(What the task requires) Retype every one of the rows below word for word, leaving the pictures out of your answer.

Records
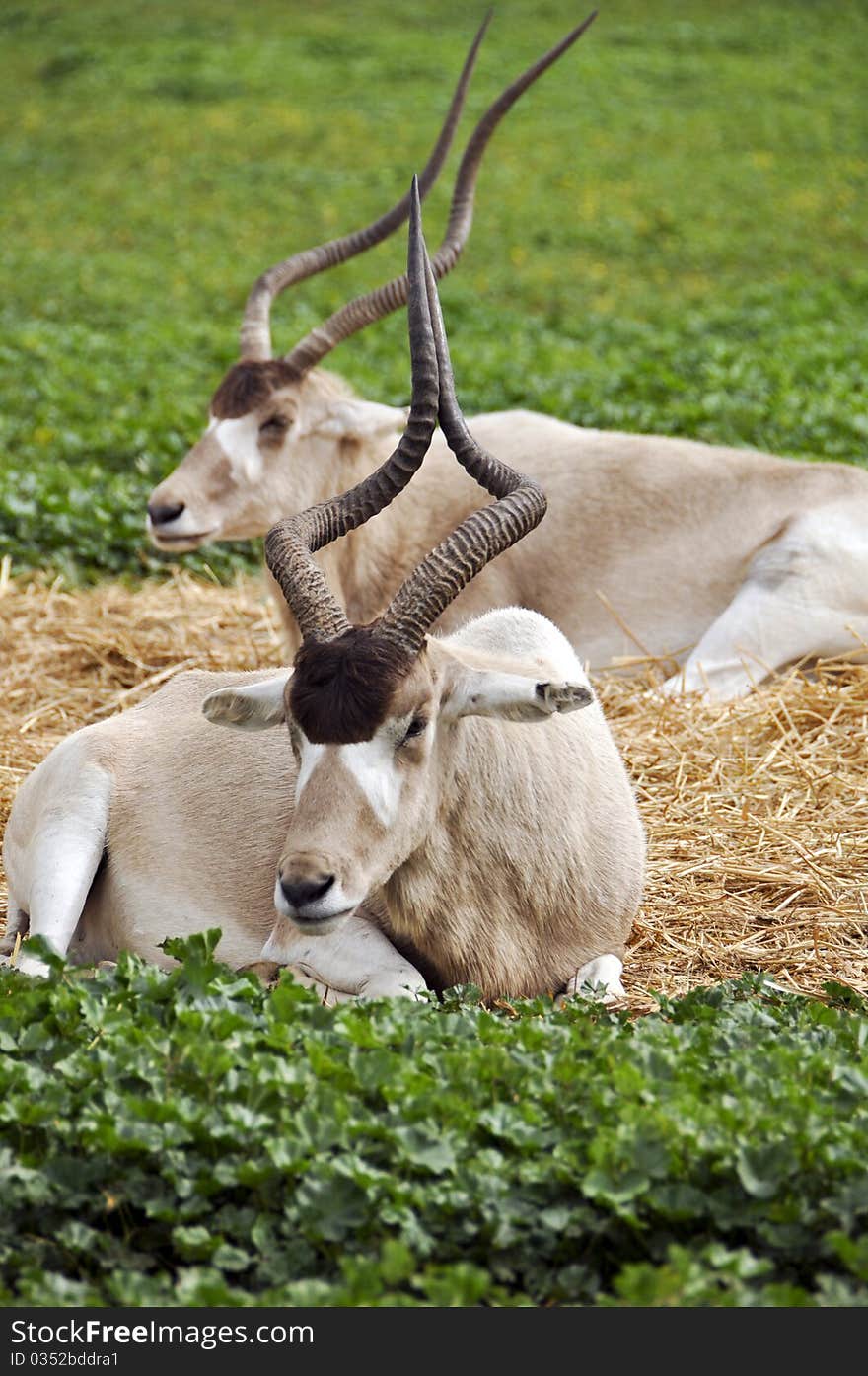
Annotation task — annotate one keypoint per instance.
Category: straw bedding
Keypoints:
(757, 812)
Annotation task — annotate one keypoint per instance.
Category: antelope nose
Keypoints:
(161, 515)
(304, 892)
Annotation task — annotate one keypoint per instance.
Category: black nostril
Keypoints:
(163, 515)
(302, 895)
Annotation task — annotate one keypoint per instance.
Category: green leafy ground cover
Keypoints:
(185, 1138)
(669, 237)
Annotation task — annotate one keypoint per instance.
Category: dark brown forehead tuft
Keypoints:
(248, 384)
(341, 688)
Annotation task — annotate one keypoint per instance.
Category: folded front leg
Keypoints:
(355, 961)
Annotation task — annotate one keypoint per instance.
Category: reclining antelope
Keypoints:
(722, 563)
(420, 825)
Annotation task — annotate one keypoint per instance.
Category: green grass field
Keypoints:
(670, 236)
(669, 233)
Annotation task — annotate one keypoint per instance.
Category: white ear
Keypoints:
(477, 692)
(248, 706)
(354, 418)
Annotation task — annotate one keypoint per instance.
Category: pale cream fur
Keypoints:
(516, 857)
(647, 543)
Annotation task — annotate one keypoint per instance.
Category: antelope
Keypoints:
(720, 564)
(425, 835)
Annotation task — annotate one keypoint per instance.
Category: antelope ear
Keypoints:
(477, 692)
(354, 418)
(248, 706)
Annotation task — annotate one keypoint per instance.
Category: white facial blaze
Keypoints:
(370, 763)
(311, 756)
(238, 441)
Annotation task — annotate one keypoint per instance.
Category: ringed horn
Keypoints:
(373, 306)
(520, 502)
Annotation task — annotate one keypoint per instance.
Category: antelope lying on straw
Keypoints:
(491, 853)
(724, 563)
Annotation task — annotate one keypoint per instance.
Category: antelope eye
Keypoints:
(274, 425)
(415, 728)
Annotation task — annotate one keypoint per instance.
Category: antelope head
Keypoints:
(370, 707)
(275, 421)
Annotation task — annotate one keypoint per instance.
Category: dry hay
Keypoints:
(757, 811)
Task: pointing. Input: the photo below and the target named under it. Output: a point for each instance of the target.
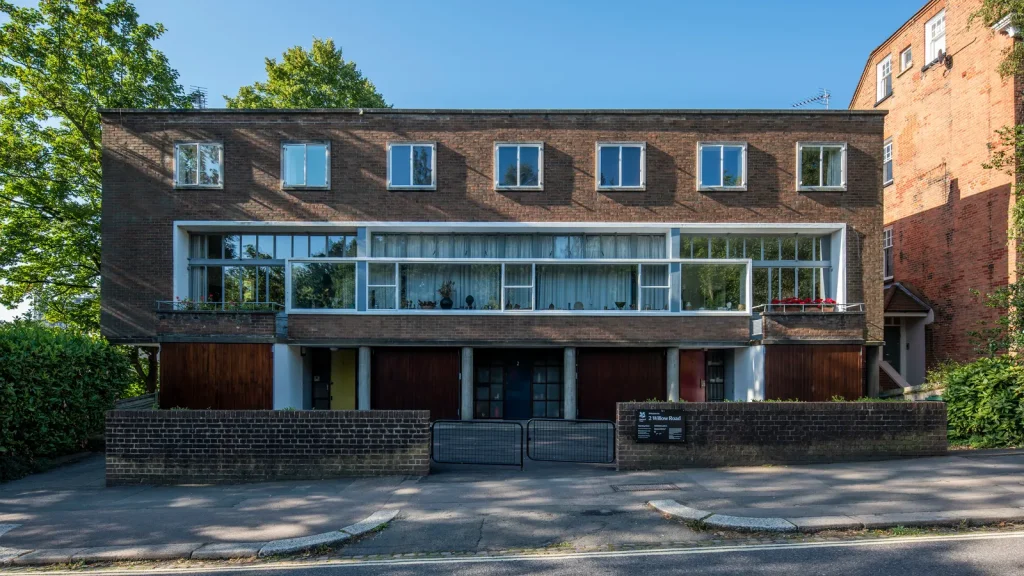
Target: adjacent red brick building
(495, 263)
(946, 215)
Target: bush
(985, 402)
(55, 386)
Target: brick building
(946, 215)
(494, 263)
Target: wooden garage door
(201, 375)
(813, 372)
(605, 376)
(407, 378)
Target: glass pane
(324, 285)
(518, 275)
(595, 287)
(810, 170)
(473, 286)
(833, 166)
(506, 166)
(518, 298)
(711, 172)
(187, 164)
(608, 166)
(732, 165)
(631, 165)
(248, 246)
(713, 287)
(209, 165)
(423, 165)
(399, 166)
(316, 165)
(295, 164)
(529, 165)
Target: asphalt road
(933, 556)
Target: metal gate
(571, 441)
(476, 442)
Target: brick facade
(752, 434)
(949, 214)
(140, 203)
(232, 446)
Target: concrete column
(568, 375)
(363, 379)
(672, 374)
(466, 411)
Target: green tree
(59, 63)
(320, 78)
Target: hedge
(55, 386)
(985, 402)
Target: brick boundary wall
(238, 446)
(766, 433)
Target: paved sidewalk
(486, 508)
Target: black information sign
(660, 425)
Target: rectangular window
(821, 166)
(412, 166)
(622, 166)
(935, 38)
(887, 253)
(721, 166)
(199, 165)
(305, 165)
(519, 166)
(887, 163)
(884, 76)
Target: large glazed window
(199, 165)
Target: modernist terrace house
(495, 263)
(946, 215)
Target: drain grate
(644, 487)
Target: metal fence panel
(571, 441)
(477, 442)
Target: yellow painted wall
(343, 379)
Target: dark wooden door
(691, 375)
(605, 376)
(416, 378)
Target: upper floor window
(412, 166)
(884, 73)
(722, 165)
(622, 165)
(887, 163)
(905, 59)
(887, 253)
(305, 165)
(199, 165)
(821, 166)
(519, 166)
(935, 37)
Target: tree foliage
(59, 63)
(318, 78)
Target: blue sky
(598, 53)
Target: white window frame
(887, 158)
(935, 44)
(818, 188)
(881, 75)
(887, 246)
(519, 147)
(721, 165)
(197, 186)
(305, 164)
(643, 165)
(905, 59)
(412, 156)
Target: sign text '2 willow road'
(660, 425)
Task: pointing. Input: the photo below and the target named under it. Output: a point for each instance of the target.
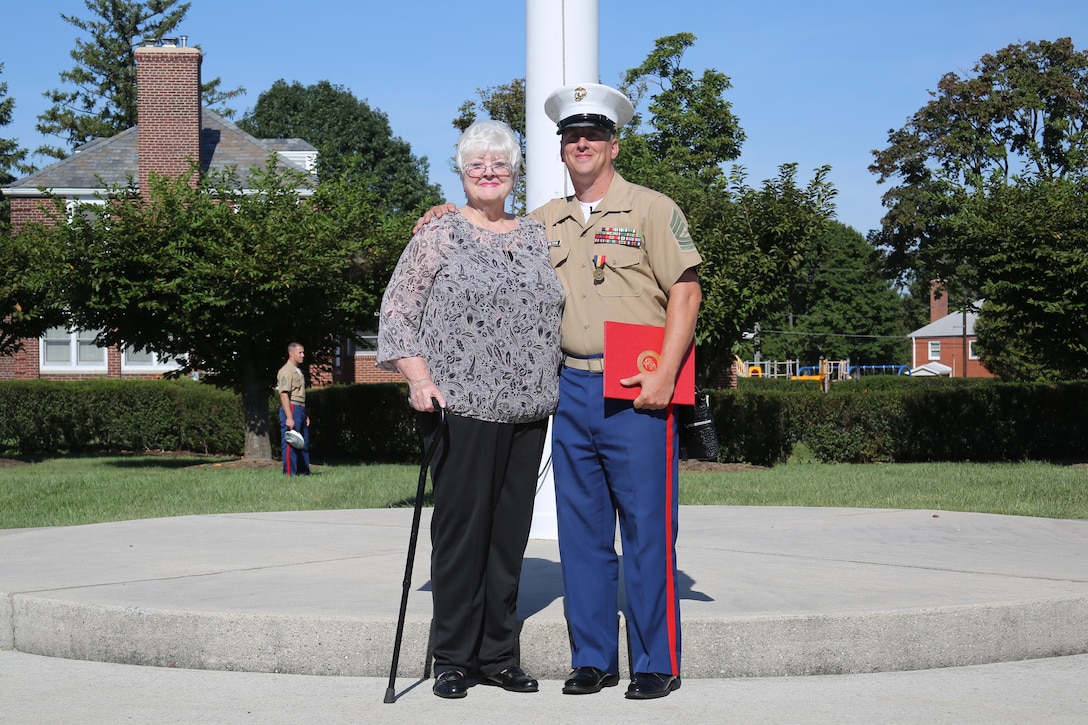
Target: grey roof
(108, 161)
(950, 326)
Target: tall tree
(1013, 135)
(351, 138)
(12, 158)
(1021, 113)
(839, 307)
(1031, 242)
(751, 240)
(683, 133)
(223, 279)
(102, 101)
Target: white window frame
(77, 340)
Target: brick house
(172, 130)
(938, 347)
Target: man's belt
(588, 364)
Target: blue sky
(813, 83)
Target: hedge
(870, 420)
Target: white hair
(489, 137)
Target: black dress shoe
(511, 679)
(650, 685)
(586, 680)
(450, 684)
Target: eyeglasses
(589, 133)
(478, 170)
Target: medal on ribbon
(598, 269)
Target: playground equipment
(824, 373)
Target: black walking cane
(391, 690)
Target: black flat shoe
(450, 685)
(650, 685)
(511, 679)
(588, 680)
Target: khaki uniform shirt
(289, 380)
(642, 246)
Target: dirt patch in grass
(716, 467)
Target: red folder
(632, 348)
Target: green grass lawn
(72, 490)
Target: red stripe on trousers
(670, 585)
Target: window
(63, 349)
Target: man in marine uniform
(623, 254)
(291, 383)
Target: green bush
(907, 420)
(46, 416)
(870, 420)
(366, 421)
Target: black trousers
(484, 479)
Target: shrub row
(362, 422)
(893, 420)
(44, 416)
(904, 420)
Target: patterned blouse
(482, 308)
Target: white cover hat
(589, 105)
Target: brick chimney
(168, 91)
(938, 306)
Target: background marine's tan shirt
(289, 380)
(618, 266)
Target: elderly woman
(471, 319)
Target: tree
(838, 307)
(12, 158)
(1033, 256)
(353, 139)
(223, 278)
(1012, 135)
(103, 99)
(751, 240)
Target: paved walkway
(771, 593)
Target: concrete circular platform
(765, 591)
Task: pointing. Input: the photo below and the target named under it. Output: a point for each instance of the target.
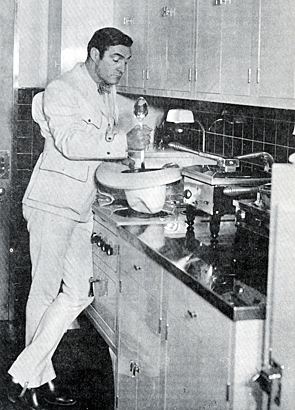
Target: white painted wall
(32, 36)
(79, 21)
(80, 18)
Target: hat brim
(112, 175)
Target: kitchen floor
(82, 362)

(Task output)
Annotation task — annotate one keypoint per instance.
Category: straw bedding
Keypoints:
(757, 812)
Annotation task — annotate one keypoint per instance.
Category: antelope nose
Keypoints:
(161, 515)
(304, 892)
Annotation task — annotate one keypoint per instance.
Category: black nostril
Keypoints:
(163, 515)
(302, 895)
Annotation task — annotate one keypoint per instance.
Category: green leafy ground cover
Keypoints:
(185, 1138)
(669, 237)
Annotation task — annotate one keypoint per instance.
Category: dark brown forehead tuft
Keypoints:
(248, 384)
(341, 688)
Annotation task — annotate one keypoint per instance.
Category: folded front leg
Keypoints:
(355, 961)
Annotation task — annotate one keypoint per instance.
Category: reclining antelope
Keypoints:
(722, 563)
(420, 825)
Annotation task — annotate one keypoint per instance.
Category: green grass field
Keypoints:
(670, 236)
(669, 233)
Annotation task — annotate one keypoint per instance.
Category: white ear
Keypoints:
(477, 692)
(248, 706)
(354, 418)
Annotation task — annotate one keypoint per instance.
Category: pale cream fur
Keypoints:
(516, 857)
(647, 543)
Annotation task — annotate one keypoint per instance.
Category: antelope
Keypoints:
(720, 564)
(425, 835)
Annotation task — annotate one keypoint per instance.
Category: antelope ear
Keypoints:
(477, 692)
(354, 418)
(248, 706)
Annotation task — annotate one keypoint per instance.
Category: white facial blaze
Keypoints:
(370, 763)
(311, 756)
(238, 441)
Annotation task — annotate one keypoint per instance.
Category: ringed horn
Keypoints:
(373, 306)
(520, 502)
Annotation task — annotate one keypoint per instance.
Category: antelope lying on straw
Keypoints:
(491, 853)
(724, 563)
Annotation task — annotate one keypoint per instance.
Category: antelope eye
Keypoints:
(274, 425)
(415, 728)
Annotation task — annotate one keypoint per instance.
Category: antelope head
Keypoints:
(370, 707)
(275, 421)
Annotation task — annotate one keypoint per instance.
Category: dry hay
Keypoints:
(757, 811)
Task: pointing. Input: the photo below and the target named under it. Output: a point for each instance of the target.
Target: adjacent red brick building
(495, 263)
(946, 215)
Target: bush
(985, 402)
(55, 386)
Target: brick building
(946, 215)
(494, 263)
Target: wooden garage door
(201, 375)
(813, 372)
(605, 376)
(407, 378)
Target: glass pane
(324, 285)
(518, 275)
(595, 287)
(810, 170)
(473, 286)
(833, 166)
(506, 166)
(518, 298)
(711, 172)
(187, 164)
(608, 166)
(732, 165)
(631, 165)
(248, 246)
(713, 287)
(209, 165)
(423, 165)
(399, 166)
(316, 165)
(295, 164)
(529, 165)
Target: asphalt road
(933, 556)
Target: metal gate
(571, 441)
(476, 442)
Target: brick facade
(752, 434)
(949, 214)
(140, 203)
(232, 446)
Target: concrete column
(568, 375)
(363, 379)
(672, 374)
(466, 411)
Target: green tree
(59, 63)
(320, 78)
Target: hedge
(55, 386)
(985, 402)
Target: brick boundary wall
(238, 446)
(766, 433)
Target: paved sidewalk
(486, 508)
Target: black information sign
(660, 425)
Target: rectangular window
(821, 166)
(412, 166)
(622, 166)
(935, 38)
(887, 253)
(721, 166)
(199, 165)
(305, 165)
(519, 166)
(887, 163)
(884, 76)
Target: large glazed window
(199, 165)
Target: modernist terrace house
(495, 263)
(946, 215)
Target: drain grate
(644, 487)
Target: metal fence panel
(571, 441)
(477, 442)
Target: yellow painted wall
(343, 379)
Target: dark wooden door
(691, 375)
(605, 376)
(416, 378)
Target: upper floor window
(412, 166)
(884, 73)
(722, 165)
(622, 165)
(887, 163)
(905, 59)
(887, 253)
(305, 165)
(199, 165)
(821, 166)
(519, 166)
(935, 37)
Target: tree foliage
(59, 63)
(318, 78)
Target: blue sky
(598, 53)
Target: white window frame
(887, 158)
(935, 44)
(818, 188)
(881, 75)
(887, 246)
(519, 147)
(721, 165)
(197, 186)
(305, 164)
(643, 165)
(905, 59)
(412, 156)
Target: sign text '2 willow road'
(660, 425)
Task: pointing. Input: the photo below and the target named under it. Output: a point for each instance of the target.
Target: grey roof
(108, 161)
(950, 326)
Target: tall tree
(1013, 135)
(351, 138)
(12, 158)
(1021, 113)
(839, 307)
(1031, 242)
(751, 240)
(683, 133)
(223, 279)
(102, 101)
Target: white window frame
(77, 340)
Target: brick house
(172, 130)
(938, 347)
Target: man's belt
(588, 364)
Target: blue sky
(813, 83)
Target: hedge
(870, 420)
Target: white hair
(489, 137)
Target: black dress shoe
(511, 679)
(650, 685)
(586, 680)
(450, 684)
Target: eyeglasses
(589, 133)
(478, 170)
Target: medal on ribbon
(598, 269)
Target: playground equipment
(824, 373)
Target: black walking cane
(391, 690)
Target: black flat shoe
(450, 685)
(650, 685)
(511, 679)
(588, 680)
Target: khaki uniform shirt
(289, 380)
(642, 246)
Target: dirt patch in grass
(716, 467)
Target: red folder
(632, 348)
Target: green grass lawn
(72, 490)
Target: red stripe on trousers
(670, 585)
Target: window
(63, 349)
Target: man in marine uniform
(623, 254)
(291, 383)
Target: green bush
(907, 420)
(46, 416)
(870, 420)
(366, 421)
Target: black trousers
(484, 479)
Target: shrub row
(362, 422)
(893, 420)
(44, 416)
(904, 420)
Target: patterned blouse
(482, 308)
Target: white cover hat
(589, 105)
Target: brick chimney
(168, 91)
(938, 306)
Target: background marine's tan shirt
(289, 380)
(618, 266)
Target: elderly woman
(471, 319)
Target: tree
(838, 307)
(12, 158)
(1033, 256)
(353, 139)
(223, 278)
(1012, 135)
(103, 99)
(751, 240)
Target: paved walkway
(771, 593)
Target: concrete circular platform
(765, 591)
Task: pointing. Input: the photo below and the target named under it. Output: a point for each instance of the target.
Target: white painted wall
(32, 36)
(79, 21)
(80, 18)
Target: hat brim
(112, 175)
Target: kitchen floor
(82, 362)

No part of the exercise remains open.